▸ Task brief
Which lines of the data below contain the string "building"? List every one of them, treating uppercase and lowercase as different.

▸ Entries shown

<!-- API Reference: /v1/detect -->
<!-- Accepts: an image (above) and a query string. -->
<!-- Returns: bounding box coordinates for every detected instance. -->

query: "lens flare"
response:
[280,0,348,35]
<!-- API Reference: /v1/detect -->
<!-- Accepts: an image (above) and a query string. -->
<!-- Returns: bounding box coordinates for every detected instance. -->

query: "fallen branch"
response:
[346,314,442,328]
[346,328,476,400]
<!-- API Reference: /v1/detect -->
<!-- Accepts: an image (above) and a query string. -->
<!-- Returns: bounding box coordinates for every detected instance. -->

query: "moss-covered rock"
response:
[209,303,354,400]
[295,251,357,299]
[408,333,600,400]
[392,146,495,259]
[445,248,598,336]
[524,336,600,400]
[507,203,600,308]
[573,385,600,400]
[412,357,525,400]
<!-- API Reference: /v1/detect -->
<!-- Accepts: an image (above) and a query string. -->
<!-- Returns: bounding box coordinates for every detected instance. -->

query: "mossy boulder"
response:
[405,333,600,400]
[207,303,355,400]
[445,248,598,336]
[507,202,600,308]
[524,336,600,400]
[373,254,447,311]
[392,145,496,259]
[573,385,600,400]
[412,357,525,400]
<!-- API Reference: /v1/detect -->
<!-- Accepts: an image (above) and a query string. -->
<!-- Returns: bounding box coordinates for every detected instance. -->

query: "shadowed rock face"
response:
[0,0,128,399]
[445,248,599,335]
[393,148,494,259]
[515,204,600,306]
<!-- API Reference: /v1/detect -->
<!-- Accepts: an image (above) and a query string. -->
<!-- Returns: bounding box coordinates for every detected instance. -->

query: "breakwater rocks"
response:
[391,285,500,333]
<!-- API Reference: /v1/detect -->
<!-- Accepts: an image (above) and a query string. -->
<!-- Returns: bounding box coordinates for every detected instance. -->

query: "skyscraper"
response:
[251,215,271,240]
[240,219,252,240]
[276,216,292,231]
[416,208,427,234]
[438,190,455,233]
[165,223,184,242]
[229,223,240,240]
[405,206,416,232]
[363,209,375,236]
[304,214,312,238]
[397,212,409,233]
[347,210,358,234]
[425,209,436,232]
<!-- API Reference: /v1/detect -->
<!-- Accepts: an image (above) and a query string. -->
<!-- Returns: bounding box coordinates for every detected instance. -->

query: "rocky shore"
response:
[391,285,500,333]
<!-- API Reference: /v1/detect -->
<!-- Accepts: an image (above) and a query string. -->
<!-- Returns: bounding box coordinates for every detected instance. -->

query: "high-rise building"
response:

--

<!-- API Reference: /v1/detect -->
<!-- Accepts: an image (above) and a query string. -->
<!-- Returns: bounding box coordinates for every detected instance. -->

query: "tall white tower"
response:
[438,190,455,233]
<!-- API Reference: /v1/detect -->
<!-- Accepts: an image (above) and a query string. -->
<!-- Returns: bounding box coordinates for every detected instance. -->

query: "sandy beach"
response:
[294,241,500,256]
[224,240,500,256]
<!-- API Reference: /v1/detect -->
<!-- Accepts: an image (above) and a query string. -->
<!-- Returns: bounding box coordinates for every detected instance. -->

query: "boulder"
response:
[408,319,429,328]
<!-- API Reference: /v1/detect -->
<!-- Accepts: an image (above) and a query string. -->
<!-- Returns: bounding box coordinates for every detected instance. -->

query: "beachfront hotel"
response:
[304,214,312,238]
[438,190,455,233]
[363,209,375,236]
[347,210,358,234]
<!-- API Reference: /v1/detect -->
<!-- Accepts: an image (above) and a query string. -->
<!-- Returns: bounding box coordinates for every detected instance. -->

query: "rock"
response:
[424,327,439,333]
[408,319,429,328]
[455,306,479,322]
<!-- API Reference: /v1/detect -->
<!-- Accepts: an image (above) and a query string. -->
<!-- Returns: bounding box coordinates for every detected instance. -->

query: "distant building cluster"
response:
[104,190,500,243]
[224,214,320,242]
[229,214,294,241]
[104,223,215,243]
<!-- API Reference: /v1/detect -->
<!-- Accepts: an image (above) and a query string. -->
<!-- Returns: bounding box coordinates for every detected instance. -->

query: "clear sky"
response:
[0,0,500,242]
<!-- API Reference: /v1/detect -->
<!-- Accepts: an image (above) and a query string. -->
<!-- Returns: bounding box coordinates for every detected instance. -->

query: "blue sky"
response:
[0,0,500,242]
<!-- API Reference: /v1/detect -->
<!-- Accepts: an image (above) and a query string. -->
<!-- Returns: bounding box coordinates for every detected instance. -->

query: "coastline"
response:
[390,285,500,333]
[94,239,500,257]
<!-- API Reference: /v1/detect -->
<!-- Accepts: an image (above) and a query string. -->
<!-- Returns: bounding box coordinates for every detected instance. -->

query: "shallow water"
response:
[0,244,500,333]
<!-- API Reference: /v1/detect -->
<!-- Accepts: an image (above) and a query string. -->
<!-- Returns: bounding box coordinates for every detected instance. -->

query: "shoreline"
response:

▸ Final result
query: "high-rise building"
query: "distant building cluster"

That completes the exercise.